Given passage:
● ● ● ●
#Simple Spark operations

##Requirements

* This notebook requires a local installation of [Apache Spark](https://spark.apache.org/) (version 1.2 was used here)

##Load a text file and count the lines

There are a couple of sample text files (from Project Gutenberg http://www.gutenberg.org/) in the /data directory in this repository.

In [1]:
# Sample data files (you could use any text file)
shakespeare = "./data/shakespeare-works.txt"
aurelius = "./data/marcus-aurelius-meditations.txt"

# Load one of these files
fileName = shakespeare

textFile = sc.textFile(fileName)

* Count the lines in the file. 
* NB: This action will also force the RDD to materialise the data i.e. Spark will read the file at this point.

In [2]:
sc

<pyspark.context.SparkContext at 0x108a0f3d0>

In [3]:
print("File {0} contains {1} lines".format(fileName, textFile.count()))

File ./data/shakespeare-works.txt contains 124787 lines


* Takes the length of each line in the file and find the maximum line length.
* Again, this action forces Spark to read the file.

In [4]:
maxlen = textFile.map(lambda s: len(s)).max()
print("Maximum line length is {0}".format(maxlen))

Maximum line length is 85


##Create a simple Python function to count words in a string

* We will use these functions when we process the Spark RDDs below.
* The `extract_words()` function is pretty basic and we could probably refine this with a better regex, making it case-insensitive etc.
● ● ● ●
Given entries:
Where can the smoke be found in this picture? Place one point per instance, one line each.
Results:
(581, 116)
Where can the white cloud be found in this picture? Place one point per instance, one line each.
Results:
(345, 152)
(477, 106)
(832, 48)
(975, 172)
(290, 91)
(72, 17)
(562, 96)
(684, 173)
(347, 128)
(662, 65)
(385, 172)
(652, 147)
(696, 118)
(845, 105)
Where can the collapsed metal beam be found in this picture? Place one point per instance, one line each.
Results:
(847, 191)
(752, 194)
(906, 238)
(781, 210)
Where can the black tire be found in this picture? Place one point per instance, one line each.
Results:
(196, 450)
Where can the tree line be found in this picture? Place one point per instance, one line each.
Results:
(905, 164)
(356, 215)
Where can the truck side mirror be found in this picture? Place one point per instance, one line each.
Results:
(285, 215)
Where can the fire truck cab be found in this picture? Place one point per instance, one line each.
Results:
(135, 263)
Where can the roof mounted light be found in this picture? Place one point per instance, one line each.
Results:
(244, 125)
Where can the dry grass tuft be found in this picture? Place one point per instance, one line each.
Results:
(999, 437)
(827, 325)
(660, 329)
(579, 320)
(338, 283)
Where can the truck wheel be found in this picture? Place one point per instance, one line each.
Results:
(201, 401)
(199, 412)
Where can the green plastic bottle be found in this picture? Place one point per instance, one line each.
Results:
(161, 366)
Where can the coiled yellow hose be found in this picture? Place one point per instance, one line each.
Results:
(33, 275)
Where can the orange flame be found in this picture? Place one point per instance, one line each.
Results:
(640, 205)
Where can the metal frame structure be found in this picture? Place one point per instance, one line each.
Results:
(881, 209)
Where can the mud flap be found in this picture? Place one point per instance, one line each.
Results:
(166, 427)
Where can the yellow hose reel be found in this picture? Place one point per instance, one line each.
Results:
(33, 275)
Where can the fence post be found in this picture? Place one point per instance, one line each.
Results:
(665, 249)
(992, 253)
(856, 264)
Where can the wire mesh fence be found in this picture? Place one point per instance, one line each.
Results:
● ● ● ●
Tasks to carry out:
**1.** Edit the Spark notebook from "There are a" up to and including "in the file.", changing "fileName" to "inputPath" throughout.
**2.** Summarize the Spark notebook in two sentences.

List of solutions:
**1.**
There are a couple of sample text files (from Project Gutenberg http://www.gutenberg.org/) in the /data directory in this repository.

In [1]:
# Sample data files (you could use any text file)
shakespeare = "./data/shakespeare-works.txt"
aurelius = "./data/marcus-aurelius-meditations.txt"

# Load one of these files
inputPath = shakespeare

textFile = sc.textFile(inputPath)

* Count the lines in the file.

**2.** The notebook uses a local Apache Spark installation (version 1.2) to load a sample Shakespeare text file from the /data directory, counting 124787 lines and finding a maximum line length of 85, with each action forcing Spark to read the file. It then introduces a simple Python function for counting words in a string, to be used later when processing Spark RDDs.